Nothing but the lines from the line with "# point at: the sea" through the end of the data is to be copied, and each is to be copied exactly.

Dataset rows:
++++++++++

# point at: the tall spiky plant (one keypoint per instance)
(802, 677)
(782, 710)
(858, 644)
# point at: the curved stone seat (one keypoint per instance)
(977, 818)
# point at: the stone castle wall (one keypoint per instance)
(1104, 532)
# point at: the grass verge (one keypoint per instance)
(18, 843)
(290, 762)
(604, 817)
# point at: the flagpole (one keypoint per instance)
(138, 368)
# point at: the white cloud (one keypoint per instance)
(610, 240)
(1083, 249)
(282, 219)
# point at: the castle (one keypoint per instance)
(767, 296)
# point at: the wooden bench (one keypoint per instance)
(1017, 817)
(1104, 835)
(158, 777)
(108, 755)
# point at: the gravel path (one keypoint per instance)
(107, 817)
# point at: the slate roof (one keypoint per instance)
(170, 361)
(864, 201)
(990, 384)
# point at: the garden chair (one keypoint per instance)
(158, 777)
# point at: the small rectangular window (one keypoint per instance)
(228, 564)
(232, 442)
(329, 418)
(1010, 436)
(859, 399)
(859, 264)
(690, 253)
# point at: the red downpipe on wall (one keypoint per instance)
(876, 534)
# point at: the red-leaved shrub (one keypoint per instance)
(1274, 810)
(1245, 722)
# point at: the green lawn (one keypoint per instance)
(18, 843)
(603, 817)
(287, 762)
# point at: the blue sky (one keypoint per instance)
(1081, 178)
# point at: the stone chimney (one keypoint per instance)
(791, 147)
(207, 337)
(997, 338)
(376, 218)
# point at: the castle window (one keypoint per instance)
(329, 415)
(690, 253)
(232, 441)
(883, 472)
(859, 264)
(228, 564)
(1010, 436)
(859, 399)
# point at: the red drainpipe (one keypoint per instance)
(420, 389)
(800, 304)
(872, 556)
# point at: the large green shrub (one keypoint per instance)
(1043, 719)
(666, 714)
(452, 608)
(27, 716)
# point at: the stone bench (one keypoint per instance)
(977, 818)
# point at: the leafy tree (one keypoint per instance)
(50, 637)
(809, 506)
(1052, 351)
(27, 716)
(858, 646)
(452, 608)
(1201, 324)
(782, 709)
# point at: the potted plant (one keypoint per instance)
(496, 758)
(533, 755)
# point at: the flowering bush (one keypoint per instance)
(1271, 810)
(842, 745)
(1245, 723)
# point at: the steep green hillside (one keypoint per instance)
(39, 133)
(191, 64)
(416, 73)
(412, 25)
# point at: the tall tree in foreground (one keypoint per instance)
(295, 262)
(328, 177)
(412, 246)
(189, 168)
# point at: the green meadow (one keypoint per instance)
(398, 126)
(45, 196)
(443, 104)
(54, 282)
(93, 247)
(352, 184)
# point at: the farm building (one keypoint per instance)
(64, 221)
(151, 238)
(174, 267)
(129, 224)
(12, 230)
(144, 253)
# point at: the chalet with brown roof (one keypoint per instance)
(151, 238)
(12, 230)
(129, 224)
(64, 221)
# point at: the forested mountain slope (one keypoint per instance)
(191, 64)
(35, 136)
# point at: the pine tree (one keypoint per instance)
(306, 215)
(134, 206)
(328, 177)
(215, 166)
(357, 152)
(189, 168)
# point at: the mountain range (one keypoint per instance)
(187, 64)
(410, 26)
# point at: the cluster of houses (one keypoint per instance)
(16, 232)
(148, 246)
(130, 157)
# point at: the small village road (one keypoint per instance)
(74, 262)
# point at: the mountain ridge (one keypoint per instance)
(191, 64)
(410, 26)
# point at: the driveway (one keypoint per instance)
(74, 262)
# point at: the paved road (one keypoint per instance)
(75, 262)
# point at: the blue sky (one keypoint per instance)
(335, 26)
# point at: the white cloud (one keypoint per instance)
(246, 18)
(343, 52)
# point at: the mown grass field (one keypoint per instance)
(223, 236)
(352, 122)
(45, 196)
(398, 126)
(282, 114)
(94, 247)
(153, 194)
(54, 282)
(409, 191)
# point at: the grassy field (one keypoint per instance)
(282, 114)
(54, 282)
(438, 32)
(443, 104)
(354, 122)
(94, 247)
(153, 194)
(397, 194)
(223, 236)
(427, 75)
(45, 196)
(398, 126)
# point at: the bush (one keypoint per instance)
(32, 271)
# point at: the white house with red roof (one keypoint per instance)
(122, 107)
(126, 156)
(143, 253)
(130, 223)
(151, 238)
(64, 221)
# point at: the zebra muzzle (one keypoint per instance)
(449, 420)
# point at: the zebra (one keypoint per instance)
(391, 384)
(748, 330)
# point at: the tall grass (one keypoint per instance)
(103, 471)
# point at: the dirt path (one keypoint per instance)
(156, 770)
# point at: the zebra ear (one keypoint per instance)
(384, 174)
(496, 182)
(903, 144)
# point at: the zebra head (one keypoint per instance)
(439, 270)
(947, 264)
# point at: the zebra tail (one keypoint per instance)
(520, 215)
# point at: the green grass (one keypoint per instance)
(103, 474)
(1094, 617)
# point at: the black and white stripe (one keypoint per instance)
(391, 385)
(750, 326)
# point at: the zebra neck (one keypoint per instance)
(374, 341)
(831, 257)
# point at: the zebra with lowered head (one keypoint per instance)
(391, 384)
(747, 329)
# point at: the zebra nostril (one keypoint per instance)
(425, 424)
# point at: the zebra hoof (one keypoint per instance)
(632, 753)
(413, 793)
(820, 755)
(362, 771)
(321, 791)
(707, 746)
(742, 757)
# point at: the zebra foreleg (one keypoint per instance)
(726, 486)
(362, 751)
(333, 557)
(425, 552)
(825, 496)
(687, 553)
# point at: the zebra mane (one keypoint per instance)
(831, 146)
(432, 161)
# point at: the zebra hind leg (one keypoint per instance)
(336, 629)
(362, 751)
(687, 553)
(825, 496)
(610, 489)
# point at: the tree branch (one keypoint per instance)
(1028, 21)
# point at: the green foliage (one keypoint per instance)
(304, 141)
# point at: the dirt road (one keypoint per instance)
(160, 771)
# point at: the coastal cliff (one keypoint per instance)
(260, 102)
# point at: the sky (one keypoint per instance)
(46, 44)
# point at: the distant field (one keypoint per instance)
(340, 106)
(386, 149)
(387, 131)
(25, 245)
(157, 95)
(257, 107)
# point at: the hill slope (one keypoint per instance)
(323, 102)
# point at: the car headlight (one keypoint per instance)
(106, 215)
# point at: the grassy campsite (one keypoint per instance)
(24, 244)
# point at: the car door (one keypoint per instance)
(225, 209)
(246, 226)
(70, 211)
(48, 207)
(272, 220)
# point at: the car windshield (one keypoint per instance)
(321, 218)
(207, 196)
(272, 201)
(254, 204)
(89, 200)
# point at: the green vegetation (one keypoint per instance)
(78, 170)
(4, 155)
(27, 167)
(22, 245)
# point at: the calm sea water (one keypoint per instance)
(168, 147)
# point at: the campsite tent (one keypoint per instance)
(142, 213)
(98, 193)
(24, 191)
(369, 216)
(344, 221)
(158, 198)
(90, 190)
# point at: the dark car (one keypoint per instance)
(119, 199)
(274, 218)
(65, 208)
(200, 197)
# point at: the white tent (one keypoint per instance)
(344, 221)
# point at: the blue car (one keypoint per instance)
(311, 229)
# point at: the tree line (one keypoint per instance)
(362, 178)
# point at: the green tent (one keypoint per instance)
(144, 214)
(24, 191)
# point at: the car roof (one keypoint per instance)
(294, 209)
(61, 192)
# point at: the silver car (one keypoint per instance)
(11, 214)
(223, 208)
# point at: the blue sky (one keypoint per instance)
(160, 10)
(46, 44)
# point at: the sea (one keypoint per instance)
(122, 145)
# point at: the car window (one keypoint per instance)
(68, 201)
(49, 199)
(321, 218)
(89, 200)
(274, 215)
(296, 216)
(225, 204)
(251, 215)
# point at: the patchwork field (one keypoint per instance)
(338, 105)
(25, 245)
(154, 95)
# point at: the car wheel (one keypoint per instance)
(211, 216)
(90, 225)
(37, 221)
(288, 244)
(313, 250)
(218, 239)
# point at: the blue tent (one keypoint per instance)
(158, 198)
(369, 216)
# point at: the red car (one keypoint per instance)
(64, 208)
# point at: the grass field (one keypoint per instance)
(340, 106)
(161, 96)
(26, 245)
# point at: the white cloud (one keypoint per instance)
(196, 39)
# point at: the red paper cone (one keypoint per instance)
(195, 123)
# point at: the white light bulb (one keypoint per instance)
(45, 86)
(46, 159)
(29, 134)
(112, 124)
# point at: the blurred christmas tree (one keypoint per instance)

++++++++++

• WRITTEN RESPONSE:
# point at: the sea (one keypoint per instance)
(122, 145)
# point at: the car window (one keypoint per instance)
(68, 201)
(49, 199)
(321, 218)
(89, 200)
(274, 215)
(296, 216)
(225, 204)
(251, 215)
# point at: the patchwork field (one keypoint per instance)
(338, 105)
(25, 245)
(154, 95)
# point at: the car wheel (one keypoint per instance)
(211, 216)
(90, 225)
(37, 221)
(288, 244)
(313, 250)
(218, 239)
# point at: the blue tent (one keypoint per instance)
(158, 198)
(369, 216)
# point at: the red car (one keypoint per instance)
(64, 208)
# point at: the grass field (one keypoint per instance)
(340, 106)
(161, 96)
(26, 245)
# point at: the white cloud (one keypoint per instance)
(196, 39)
# point at: the red paper cone (one keypoint per instance)
(195, 123)
# point at: the white light bulb (one keypoint per instance)
(45, 86)
(46, 159)
(29, 134)
(112, 124)
# point at: the blurred christmas tree (one keypoint per instance)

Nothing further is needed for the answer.